-- Challenge --
Count the lines in the records below that contain the string "crystal", matching case exactly, and reply with the number alone.

-- Supplied material --
☆ ☆ ☆

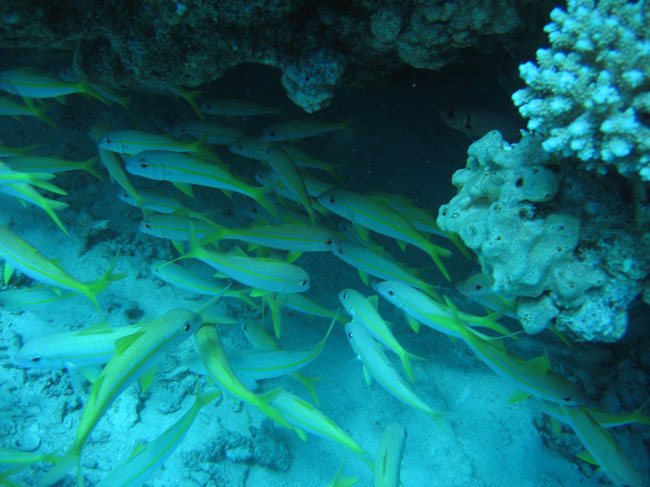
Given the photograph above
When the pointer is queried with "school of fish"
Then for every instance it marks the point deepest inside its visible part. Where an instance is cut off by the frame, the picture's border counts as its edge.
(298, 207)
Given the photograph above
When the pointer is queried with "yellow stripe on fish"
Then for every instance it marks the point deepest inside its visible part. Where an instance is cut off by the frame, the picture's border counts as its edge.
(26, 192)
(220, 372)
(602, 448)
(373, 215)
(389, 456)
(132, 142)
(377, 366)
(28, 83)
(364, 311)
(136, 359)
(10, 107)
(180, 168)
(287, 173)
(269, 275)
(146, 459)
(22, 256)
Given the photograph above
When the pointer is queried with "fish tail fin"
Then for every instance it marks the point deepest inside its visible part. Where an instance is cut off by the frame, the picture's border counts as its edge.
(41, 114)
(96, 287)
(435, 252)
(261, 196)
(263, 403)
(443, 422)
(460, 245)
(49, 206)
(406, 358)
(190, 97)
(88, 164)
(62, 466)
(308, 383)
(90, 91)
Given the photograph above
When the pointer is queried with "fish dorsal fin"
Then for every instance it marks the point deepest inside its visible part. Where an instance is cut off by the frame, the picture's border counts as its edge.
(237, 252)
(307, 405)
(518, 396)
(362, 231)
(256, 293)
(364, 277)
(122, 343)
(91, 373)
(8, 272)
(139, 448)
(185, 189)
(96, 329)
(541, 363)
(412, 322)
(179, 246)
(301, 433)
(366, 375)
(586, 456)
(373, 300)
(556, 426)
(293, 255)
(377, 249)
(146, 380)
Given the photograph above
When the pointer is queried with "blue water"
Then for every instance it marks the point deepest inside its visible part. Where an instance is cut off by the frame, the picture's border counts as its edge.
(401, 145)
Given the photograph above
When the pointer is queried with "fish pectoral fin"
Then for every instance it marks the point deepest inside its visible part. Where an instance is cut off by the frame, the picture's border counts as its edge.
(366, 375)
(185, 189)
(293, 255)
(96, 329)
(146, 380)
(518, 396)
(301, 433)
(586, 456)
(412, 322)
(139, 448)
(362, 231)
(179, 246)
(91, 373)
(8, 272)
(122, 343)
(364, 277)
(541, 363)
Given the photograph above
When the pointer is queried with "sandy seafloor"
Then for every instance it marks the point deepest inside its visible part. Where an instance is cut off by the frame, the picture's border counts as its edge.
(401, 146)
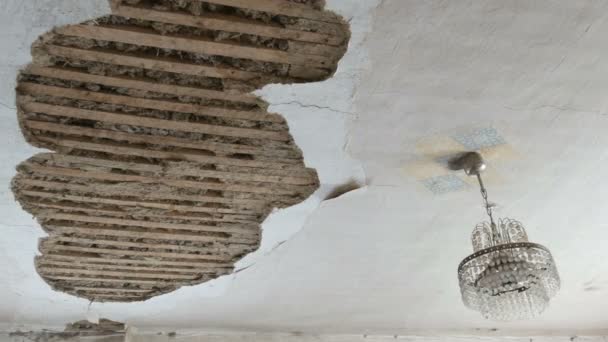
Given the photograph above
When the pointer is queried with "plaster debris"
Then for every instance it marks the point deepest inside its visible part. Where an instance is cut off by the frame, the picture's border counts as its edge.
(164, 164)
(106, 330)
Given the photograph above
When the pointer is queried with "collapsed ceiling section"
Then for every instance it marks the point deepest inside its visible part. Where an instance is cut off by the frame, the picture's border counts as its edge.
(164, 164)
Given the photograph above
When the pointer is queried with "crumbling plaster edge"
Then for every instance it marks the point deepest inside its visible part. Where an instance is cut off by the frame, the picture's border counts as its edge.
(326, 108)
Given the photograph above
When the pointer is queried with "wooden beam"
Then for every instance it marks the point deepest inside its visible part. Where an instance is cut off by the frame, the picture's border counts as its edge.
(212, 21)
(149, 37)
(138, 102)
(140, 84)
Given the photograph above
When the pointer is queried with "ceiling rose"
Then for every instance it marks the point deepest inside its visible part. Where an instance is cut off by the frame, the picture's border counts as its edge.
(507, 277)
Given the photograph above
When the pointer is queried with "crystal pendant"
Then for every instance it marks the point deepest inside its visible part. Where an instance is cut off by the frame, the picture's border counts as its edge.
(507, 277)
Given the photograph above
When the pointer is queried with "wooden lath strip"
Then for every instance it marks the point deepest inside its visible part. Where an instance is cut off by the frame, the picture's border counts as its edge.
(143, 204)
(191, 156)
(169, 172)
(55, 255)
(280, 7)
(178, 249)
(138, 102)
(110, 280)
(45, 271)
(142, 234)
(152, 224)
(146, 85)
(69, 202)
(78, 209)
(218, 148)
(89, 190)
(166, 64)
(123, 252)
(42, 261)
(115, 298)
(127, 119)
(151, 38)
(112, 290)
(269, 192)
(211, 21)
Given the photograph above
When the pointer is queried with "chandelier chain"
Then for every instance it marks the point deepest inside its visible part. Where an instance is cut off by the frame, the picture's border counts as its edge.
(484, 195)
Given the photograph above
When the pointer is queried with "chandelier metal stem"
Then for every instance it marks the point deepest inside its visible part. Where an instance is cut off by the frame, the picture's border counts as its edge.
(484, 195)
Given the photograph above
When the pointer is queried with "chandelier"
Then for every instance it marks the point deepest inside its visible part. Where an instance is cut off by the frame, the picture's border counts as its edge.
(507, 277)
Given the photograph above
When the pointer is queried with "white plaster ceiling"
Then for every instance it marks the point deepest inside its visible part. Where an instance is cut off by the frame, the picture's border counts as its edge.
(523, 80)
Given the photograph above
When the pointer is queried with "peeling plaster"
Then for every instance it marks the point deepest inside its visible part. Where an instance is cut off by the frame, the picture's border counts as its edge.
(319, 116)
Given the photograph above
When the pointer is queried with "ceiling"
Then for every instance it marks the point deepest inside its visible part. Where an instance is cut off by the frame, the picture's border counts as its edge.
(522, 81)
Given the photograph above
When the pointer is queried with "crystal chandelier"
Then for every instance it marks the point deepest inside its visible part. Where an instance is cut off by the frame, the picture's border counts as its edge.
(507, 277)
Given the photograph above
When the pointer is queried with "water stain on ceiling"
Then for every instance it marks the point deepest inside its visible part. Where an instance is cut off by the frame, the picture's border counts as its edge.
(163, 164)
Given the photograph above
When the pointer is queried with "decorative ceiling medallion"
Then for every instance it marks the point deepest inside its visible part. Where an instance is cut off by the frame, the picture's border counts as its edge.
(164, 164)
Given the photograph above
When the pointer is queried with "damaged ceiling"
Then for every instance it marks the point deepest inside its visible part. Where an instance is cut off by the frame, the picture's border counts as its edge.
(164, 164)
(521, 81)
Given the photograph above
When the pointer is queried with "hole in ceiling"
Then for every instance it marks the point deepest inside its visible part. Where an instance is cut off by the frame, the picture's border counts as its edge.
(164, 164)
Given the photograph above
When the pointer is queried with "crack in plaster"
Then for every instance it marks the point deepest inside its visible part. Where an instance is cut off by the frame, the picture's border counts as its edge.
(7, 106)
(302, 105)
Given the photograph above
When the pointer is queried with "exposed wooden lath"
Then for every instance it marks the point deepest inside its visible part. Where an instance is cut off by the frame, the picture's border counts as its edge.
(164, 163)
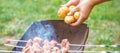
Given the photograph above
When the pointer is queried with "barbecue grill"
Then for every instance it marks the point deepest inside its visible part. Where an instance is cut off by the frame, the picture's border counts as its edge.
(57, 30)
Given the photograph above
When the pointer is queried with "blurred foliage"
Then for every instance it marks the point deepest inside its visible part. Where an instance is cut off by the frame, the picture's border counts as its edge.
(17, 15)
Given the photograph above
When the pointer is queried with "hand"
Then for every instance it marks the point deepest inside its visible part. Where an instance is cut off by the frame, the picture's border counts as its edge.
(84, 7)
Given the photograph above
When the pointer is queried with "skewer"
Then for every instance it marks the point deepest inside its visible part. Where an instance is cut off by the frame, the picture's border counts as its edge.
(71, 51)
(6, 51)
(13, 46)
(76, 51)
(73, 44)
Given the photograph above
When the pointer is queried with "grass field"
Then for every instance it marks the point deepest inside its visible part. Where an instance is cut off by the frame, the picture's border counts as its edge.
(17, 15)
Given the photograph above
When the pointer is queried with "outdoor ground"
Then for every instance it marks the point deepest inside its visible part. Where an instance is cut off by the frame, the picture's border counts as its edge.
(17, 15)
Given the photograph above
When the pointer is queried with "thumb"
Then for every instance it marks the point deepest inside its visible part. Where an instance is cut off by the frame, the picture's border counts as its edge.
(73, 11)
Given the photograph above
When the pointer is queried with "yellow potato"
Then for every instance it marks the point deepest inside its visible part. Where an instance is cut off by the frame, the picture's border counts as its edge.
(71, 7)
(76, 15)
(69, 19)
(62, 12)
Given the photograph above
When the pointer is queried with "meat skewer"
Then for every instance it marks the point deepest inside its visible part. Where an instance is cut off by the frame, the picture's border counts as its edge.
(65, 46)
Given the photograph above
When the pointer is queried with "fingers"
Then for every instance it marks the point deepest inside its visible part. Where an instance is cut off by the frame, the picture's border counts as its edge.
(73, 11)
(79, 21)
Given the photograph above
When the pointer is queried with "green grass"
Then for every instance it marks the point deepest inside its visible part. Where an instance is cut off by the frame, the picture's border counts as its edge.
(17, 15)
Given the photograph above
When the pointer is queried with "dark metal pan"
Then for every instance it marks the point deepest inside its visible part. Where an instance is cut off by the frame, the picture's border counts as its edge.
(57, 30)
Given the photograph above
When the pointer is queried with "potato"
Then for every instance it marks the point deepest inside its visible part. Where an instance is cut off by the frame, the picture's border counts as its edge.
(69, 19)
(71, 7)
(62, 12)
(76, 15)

☆ ☆ ☆

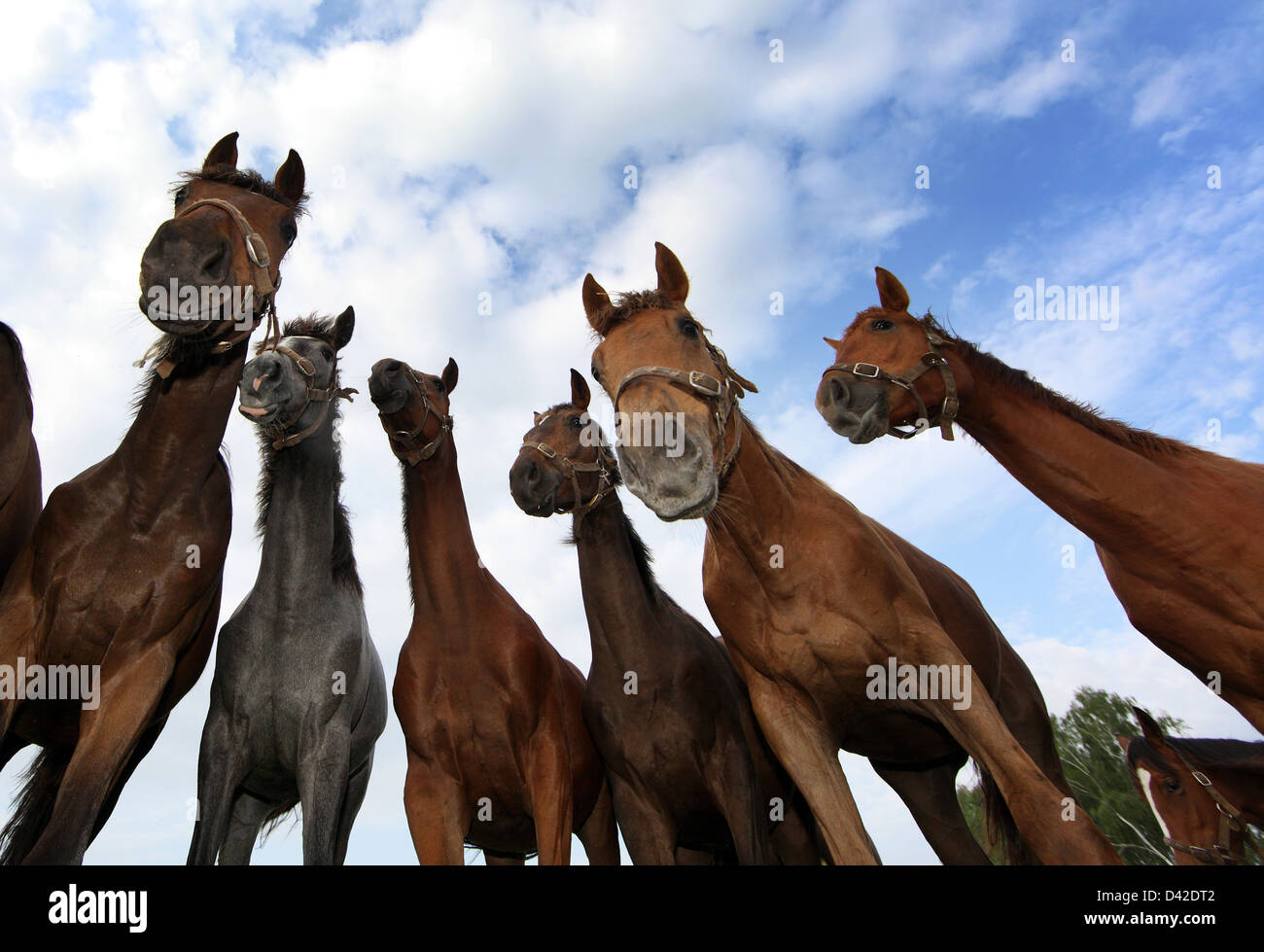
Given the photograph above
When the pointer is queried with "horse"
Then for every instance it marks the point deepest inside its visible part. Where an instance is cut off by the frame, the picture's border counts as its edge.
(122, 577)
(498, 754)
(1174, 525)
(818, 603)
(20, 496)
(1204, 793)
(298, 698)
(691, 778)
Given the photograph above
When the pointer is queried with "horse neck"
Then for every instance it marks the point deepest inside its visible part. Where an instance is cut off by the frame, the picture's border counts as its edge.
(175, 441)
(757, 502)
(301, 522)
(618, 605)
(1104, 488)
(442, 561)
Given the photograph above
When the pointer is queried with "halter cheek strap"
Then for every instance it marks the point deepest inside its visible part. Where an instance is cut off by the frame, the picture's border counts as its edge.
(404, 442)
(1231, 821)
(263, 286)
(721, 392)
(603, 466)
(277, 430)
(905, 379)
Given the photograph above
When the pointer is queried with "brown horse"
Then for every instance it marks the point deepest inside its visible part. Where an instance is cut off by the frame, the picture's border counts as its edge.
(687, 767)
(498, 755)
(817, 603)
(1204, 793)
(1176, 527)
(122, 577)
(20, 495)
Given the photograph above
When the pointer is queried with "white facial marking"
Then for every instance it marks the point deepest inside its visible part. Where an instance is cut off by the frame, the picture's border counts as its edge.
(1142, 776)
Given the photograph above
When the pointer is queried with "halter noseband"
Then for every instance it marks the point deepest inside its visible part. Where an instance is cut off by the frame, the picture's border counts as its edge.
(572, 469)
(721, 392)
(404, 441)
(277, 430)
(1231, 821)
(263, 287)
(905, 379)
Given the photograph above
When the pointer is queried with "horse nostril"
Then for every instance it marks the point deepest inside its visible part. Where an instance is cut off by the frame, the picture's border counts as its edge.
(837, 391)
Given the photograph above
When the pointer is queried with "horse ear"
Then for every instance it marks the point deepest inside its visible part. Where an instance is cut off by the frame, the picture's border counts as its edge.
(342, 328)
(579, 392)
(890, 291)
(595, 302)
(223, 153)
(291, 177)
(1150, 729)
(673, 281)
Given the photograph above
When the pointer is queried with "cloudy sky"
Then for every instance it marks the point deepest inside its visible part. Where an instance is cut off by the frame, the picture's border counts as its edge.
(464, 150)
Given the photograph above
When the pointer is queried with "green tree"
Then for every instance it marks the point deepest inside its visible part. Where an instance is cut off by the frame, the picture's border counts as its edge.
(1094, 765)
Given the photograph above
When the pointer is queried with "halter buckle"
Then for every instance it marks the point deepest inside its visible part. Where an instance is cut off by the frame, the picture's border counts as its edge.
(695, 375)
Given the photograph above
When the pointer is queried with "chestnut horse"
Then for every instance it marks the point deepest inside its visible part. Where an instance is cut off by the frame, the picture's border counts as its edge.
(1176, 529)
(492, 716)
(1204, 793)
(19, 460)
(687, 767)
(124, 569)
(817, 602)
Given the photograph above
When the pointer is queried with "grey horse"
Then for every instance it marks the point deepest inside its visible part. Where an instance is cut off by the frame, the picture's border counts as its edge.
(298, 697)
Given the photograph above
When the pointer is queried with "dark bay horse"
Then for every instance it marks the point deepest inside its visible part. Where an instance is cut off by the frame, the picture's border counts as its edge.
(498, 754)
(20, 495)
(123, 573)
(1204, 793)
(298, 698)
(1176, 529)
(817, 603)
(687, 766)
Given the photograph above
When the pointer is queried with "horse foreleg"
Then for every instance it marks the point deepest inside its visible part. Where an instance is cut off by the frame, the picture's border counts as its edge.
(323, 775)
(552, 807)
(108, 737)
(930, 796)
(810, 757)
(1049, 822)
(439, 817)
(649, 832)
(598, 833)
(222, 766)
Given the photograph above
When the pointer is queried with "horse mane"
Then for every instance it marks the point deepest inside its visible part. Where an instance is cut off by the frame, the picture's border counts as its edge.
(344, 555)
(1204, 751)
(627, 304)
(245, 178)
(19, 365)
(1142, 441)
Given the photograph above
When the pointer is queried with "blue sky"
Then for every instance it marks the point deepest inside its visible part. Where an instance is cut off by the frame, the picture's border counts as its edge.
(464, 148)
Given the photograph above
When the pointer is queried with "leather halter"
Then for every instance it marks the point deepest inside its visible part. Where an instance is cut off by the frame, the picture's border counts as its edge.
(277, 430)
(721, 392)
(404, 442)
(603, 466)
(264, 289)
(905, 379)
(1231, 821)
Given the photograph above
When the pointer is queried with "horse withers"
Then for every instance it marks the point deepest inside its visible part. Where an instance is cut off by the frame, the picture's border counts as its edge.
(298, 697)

☆ ☆ ☆

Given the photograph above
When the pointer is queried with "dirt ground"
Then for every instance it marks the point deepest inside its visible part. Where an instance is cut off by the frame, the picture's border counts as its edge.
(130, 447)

☆ ☆ ☆

-- Task response --
2